▶ **Extracted data**:
---*---

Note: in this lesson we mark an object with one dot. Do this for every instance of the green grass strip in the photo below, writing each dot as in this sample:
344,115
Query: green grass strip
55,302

---*---

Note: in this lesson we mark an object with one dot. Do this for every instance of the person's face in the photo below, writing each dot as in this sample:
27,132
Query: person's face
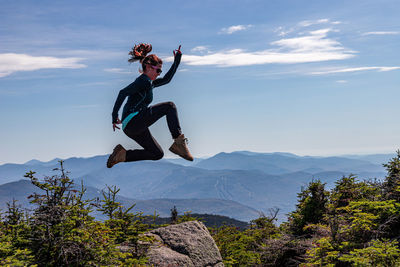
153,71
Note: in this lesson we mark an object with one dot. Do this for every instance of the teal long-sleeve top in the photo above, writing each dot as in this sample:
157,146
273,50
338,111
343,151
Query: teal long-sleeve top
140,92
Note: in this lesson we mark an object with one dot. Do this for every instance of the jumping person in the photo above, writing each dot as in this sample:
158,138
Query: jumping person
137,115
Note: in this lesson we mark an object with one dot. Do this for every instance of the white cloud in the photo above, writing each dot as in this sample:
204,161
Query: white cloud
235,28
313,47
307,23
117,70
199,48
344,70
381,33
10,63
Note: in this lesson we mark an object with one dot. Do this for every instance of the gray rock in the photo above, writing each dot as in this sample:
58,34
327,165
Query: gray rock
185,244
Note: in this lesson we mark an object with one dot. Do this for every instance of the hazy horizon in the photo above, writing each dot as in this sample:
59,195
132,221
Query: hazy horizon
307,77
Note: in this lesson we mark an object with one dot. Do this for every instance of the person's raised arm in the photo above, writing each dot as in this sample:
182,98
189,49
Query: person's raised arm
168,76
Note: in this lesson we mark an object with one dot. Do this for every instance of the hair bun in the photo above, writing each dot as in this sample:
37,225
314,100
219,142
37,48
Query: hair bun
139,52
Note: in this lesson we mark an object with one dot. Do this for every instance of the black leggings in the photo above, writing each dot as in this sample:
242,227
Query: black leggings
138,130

---*---

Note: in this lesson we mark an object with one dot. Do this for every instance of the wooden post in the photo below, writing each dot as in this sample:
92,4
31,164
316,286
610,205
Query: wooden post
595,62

---*---

▶ **Problem to solve**: Find each line in the listing above that contains the word "gray", and copy those lines.

▶ **Output for this task**:
Note: in this lesson we mark an object with one dot. Do this for every instance of the gray rock in the photo above, writing each dot as in this sample:
Query: gray rock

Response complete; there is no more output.